_Required task:_ Rewrite the part of the rows that opens with the line containing "Expected behaviour: for every instance of the window" and closes at the end of the rows, requests included. Increase every coordinate in the answers by 51.

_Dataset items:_

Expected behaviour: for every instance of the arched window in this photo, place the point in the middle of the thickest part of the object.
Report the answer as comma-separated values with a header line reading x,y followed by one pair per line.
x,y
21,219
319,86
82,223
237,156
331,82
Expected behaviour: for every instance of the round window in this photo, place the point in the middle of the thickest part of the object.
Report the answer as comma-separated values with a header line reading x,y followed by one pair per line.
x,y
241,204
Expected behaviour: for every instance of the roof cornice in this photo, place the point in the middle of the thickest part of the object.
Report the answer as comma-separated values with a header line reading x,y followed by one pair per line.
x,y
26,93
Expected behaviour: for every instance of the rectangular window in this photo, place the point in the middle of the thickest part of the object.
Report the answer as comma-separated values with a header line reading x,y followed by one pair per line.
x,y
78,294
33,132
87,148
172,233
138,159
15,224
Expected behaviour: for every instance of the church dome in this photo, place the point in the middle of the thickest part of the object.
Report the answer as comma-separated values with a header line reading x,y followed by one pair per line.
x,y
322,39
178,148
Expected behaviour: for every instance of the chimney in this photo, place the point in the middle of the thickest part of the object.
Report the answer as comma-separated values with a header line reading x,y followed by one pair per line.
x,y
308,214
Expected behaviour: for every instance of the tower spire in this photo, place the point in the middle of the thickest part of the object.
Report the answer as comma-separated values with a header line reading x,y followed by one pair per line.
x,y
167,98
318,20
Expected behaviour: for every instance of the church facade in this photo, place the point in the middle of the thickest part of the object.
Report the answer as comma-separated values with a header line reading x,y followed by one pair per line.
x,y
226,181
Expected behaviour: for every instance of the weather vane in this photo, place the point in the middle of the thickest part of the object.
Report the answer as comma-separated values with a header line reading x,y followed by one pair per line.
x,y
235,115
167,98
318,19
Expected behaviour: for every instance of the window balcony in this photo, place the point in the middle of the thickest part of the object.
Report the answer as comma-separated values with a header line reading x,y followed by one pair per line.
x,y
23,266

_Output below:_
Expected behaviour: for every instance of the window balcony in this photo, place the point in the middle of the thickest part of the object.
Report the answer as comma-separated values with a header line reading x,y followed by one pair per line.
x,y
74,317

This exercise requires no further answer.